***** Data

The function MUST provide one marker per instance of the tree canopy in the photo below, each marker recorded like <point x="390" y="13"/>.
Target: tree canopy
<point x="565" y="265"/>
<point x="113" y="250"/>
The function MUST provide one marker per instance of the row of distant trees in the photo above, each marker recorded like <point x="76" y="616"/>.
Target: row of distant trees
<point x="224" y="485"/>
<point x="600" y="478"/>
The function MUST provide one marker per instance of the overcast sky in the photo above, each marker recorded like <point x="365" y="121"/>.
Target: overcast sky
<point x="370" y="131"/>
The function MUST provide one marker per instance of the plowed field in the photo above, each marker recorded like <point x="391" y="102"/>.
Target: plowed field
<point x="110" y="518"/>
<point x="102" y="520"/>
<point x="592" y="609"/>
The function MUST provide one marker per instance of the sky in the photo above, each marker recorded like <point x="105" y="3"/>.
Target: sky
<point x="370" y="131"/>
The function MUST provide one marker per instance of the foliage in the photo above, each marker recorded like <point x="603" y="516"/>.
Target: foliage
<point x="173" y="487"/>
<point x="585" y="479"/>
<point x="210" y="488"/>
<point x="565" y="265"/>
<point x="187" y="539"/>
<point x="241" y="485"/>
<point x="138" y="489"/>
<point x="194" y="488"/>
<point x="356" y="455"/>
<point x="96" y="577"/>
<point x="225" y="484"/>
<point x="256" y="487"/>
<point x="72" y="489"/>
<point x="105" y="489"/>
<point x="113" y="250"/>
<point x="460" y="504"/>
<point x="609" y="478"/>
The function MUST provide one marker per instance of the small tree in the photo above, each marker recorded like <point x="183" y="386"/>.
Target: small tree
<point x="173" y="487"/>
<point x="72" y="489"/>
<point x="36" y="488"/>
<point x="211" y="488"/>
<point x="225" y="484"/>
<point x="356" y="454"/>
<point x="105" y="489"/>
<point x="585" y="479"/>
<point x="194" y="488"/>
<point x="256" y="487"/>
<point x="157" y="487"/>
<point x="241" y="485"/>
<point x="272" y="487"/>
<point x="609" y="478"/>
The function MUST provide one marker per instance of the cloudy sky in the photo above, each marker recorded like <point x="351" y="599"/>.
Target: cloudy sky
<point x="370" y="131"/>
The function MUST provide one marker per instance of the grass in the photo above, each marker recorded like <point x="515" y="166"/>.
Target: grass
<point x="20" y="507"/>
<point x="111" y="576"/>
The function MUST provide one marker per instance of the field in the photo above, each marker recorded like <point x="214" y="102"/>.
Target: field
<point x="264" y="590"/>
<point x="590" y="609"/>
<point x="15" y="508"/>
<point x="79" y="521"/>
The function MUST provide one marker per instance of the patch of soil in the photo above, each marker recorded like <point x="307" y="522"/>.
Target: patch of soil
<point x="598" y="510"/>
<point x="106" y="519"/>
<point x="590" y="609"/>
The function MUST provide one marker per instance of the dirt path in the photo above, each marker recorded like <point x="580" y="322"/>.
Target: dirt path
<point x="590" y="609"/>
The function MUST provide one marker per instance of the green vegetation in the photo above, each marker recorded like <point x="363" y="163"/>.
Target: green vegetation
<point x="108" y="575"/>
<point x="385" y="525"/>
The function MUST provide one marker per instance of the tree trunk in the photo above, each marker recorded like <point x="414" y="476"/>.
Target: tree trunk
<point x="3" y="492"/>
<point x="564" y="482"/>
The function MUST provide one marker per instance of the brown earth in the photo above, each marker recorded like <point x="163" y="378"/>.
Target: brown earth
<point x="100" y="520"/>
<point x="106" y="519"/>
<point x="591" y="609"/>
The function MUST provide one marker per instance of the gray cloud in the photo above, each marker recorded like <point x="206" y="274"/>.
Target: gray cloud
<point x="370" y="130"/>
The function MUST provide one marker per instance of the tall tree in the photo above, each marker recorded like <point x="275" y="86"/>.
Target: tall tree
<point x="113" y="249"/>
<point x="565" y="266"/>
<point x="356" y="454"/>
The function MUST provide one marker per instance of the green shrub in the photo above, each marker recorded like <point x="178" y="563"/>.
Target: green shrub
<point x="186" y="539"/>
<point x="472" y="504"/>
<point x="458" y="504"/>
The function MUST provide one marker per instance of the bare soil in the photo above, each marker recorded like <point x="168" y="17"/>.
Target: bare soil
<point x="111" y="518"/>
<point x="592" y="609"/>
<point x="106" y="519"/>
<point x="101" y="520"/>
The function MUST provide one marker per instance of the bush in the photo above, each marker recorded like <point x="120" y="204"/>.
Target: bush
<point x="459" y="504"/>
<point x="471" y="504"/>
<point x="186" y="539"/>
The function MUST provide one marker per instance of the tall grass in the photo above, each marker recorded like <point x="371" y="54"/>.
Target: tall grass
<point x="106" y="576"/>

**********

In your answer, include only the lines above starting at the line that holds "The function MUST provide one marker per instance of the cloudy" and ending at the line that holds "The function MUST provide one marker per instance of the grass", copied exactly.

The function MUST provide one marker per instance of the cloudy sky in the photo above, each marker recorded like <point x="351" y="599"/>.
Target: cloudy sky
<point x="370" y="131"/>
The function MUST provide one marker per instance of the grass in the photo above, each marker recorded like <point x="515" y="166"/>.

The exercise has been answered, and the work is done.